§ Written instruction
Give every line of the listing below as a JSON list of strings, one string per line, with blank lines omitted. Leave the pictures out of your answer.

━━━━━ Available records ━━━━━

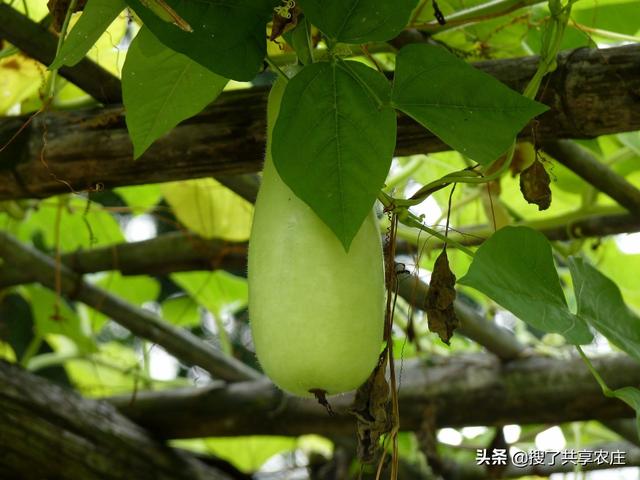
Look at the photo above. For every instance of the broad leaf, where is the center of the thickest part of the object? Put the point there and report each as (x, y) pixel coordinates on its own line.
(160, 88)
(515, 268)
(209, 209)
(228, 37)
(334, 140)
(601, 305)
(466, 108)
(359, 21)
(96, 17)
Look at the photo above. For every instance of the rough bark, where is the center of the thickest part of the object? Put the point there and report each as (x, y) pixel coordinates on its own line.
(582, 162)
(47, 432)
(176, 252)
(456, 391)
(593, 92)
(179, 342)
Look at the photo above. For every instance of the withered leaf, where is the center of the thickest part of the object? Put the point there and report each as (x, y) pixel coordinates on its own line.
(58, 10)
(534, 185)
(372, 409)
(441, 315)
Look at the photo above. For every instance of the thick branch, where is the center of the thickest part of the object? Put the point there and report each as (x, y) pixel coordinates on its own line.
(39, 43)
(593, 92)
(583, 163)
(49, 432)
(175, 252)
(177, 341)
(458, 391)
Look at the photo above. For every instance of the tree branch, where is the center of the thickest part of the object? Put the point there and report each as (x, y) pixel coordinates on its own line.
(593, 92)
(177, 341)
(561, 228)
(50, 432)
(458, 391)
(583, 163)
(176, 252)
(39, 43)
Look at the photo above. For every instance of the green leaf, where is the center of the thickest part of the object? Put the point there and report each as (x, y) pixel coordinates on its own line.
(630, 396)
(45, 306)
(161, 88)
(209, 209)
(359, 21)
(514, 267)
(136, 290)
(300, 39)
(601, 305)
(16, 322)
(95, 19)
(247, 454)
(228, 37)
(334, 140)
(466, 108)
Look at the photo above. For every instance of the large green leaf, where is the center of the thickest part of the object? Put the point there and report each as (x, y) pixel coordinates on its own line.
(359, 21)
(466, 108)
(514, 267)
(161, 88)
(601, 305)
(96, 17)
(216, 291)
(334, 140)
(228, 37)
(209, 209)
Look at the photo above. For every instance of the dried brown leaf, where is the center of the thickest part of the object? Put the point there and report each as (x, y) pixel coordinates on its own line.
(534, 185)
(440, 297)
(372, 409)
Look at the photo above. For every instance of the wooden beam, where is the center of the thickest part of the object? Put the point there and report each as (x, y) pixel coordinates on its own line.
(593, 92)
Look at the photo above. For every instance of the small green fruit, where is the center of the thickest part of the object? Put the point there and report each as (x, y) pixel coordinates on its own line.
(317, 312)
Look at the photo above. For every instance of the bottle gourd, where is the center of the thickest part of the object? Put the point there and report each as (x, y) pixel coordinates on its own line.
(317, 312)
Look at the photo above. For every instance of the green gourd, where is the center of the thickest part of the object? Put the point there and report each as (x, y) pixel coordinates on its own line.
(316, 311)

━━━━━

§ Problem solution
[
  "Look at the photo above. For every instance of the broad leaf, where is the center of the thickest part of the object? Put the point there and report each as (x, y) pixel coordinates on its own line.",
  "(160, 88)",
  "(515, 268)",
  "(209, 209)",
  "(228, 37)",
  "(334, 140)",
  "(601, 305)",
  "(466, 108)",
  "(359, 21)",
  "(96, 17)",
  "Look at the photo above. For every instance of the rough bark, where is the center of the thickest part of the object? Put the point there and report each as (x, y) pixel coordinates on its own line.",
  "(582, 162)",
  "(47, 432)",
  "(176, 252)",
  "(456, 391)",
  "(593, 92)",
  "(179, 342)",
  "Look at the photo above. For every instance of the withered leaf, where is the center of the thickest part of the object? Put the point there and report each as (x, y) pixel coordinates on its own line.",
  "(58, 10)",
  "(534, 185)",
  "(372, 409)",
  "(441, 315)",
  "Look at the photo above. For every instance of the thick branch, where is the center of the thickest part of the object? Put the point there and report each as (x, y) pixel coordinates on its own line.",
  "(39, 43)",
  "(593, 92)",
  "(583, 163)",
  "(49, 432)",
  "(175, 252)",
  "(177, 341)",
  "(458, 391)",
  "Look at the photo above. For every instance of the tree branch, where is the center of the thickest part of the object? Put the point there and report each as (x, y) pixel coordinates on its own line.",
  "(593, 92)",
  "(177, 341)",
  "(561, 228)",
  "(50, 432)",
  "(458, 391)",
  "(583, 163)",
  "(176, 252)",
  "(39, 43)",
  "Look at the photo above. For every instance of the green leaf, where is the center of the thickest part of the object? Put the point there and report each as (x, y) pixel coordinates on its own line.",
  "(630, 396)",
  "(45, 306)",
  "(161, 88)",
  "(209, 209)",
  "(359, 21)",
  "(514, 267)",
  "(136, 290)",
  "(300, 39)",
  "(601, 305)",
  "(16, 322)",
  "(95, 19)",
  "(247, 454)",
  "(228, 37)",
  "(334, 140)",
  "(466, 108)",
  "Look at the photo above. For every instance of the large green leaf, where is the center of the thickest part of the object? Put the point there and report each as (x, y) pixel coordinates on its own line.",
  "(359, 21)",
  "(466, 108)",
  "(514, 267)",
  "(161, 88)",
  "(601, 305)",
  "(96, 17)",
  "(216, 291)",
  "(334, 140)",
  "(228, 37)",
  "(209, 209)",
  "Look at the photo above. For every instance of the dried brown leaf, where is the center of the thickest part of the object? Put the point there and report each as (x, y) pixel coordinates on its own line.",
  "(534, 185)",
  "(440, 297)",
  "(372, 409)",
  "Look at the photo above. For every instance of the wooden beam, where is the center of the thickest part of the object? Put the point there and report each as (x, y) pixel coordinates on its own line.",
  "(593, 92)",
  "Look at the photo above. For every instance of the small green fruit, where is the center of the thickest part of the object? Put the point there and report each as (x, y) pixel coordinates on its own line.",
  "(317, 312)",
  "Look at the photo above. For every instance of the bottle gourd, where is the center of the thickest part of the object? Put the point there and report each as (x, y) pixel coordinates on its own line.",
  "(317, 312)",
  "Look at the photo above. For every instance of the green gourd, where is the center of the thickest part of the object? Put the point there and report each as (x, y) pixel coordinates on its own line.",
  "(316, 311)"
]